» **WHAT NEEDS TO BE DONE**
Reproduce the passage of the article on Dr. Oz and the Los Angeles bakery from "Turkish American Dr." up to and including "home care fraud.", and switch "bakery" to "restaurant".

» **QUOTED PASSAGE**
────────────────

Turkish American Dr. Oz Targets Armenian Community in Los Angeles
The former TV Doctor thinks an Armenian bakery is part of a mafia-linked Medicare fraud ring.

An Armenian bakery owner in Los Angeles says business is down 30 percent after former reality TV physician Dr. Mehmet Oz, who now serves as Trump’s Medicare administrator, falsely accused his shop of being part of a Russian-Armenian gang engaging in hospice and home care fraud.
“I’m really disappointed,” bakery owner Moses Bislamyan told a local ABC News affiliate. “Recording my signs, my location, and talking about some kind of fraud going on here. We have nothing to do with it.” he said.
After traveling to Minnesota and Florida as part of his anti-Medicare fraud tour, Oz made his way to Los Angeles, where he filmed himself pointing to a sign that reads “Tigranakert” in English lettering. That’s the the name of Bislamyan’s bakery. The sign also includes Armenian lettering that reads “Tarm Lavash,” which translates to Fresh Lavash, a traditional Armenian flat bread used to wrap kebabs and deli meats.
“What we have learned is that there is roughly $3.5 Billion of fraud taking place here in Los Angeles in hospice and home care,” Oz says in a pre-produced X video while standing in front of Bislamyan’s business.
Oz seemed to think the use of Armenian lettering, which he inaccurately referred to as “Cyrillic,” was suspicious enough to lob serious allegations without a proper investigation.
“It’s run…by the Russian, Armenian mafia,” Oz claims. “The lettering and language behind me is of that dialect and it also highlights that fact that this is an organized crime mafia deal.”

────────────────

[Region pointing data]
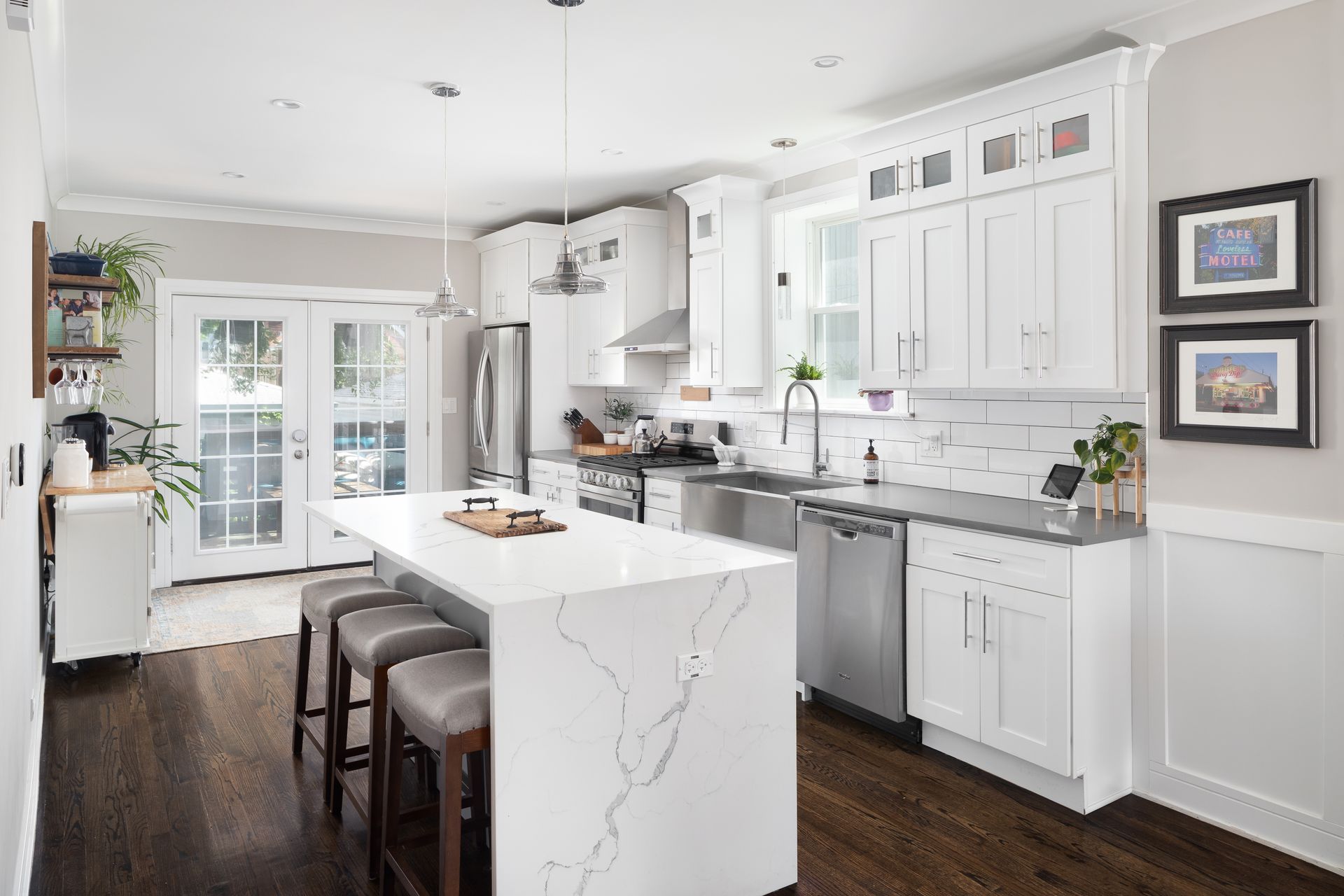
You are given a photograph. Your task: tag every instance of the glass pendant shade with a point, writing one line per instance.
(445, 305)
(569, 277)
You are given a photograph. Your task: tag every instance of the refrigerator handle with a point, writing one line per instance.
(480, 399)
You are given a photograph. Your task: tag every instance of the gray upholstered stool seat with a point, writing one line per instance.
(447, 694)
(388, 636)
(334, 598)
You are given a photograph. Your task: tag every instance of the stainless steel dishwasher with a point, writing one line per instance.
(851, 609)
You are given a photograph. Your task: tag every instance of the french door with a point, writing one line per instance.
(286, 400)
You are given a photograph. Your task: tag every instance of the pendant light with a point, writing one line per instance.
(569, 277)
(445, 305)
(784, 304)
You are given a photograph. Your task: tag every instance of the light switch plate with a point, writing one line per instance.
(695, 665)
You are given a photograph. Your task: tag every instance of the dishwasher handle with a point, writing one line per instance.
(853, 524)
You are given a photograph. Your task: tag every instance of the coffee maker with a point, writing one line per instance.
(93, 430)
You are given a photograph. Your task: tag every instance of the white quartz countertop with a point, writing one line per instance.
(596, 554)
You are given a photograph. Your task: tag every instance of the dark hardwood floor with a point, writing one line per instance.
(176, 778)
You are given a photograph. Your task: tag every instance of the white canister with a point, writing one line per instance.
(70, 465)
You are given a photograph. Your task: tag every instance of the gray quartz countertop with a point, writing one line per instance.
(983, 512)
(556, 456)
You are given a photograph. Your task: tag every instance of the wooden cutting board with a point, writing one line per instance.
(495, 523)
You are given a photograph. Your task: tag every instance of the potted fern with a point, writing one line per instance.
(1108, 450)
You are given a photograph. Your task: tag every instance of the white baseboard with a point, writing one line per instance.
(29, 824)
(1184, 794)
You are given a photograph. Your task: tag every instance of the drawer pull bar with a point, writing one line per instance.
(974, 556)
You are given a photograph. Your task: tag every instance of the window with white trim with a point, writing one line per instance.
(816, 244)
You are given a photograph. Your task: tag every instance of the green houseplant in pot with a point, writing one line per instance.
(1107, 451)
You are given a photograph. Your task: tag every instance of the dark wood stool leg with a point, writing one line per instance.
(451, 816)
(340, 729)
(305, 644)
(476, 771)
(391, 808)
(330, 722)
(377, 763)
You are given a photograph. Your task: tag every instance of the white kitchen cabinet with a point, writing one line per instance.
(724, 289)
(1025, 676)
(504, 284)
(1000, 153)
(1075, 327)
(706, 300)
(1074, 136)
(939, 168)
(885, 302)
(1003, 289)
(883, 183)
(942, 656)
(939, 298)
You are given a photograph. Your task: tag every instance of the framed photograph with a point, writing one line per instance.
(1243, 383)
(1240, 250)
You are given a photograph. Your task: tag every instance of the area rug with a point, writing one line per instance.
(202, 615)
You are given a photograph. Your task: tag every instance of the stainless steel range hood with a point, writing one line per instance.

────────────────

» **RESPONSE**
Turkish American Dr. Oz Targets Armenian Community in Los Angeles
The former TV Doctor thinks an Armenian restaurant is part of a mafia-linked Medicare fraud ring.

An Armenian restaurant owner in Los Angeles says business is down 30 percent after former reality TV physician Dr. Mehmet Oz, who now serves as Trump’s Medicare administrator, falsely accused his shop of being part of a Russian-Armenian gang engaging in hospice and home care fraud.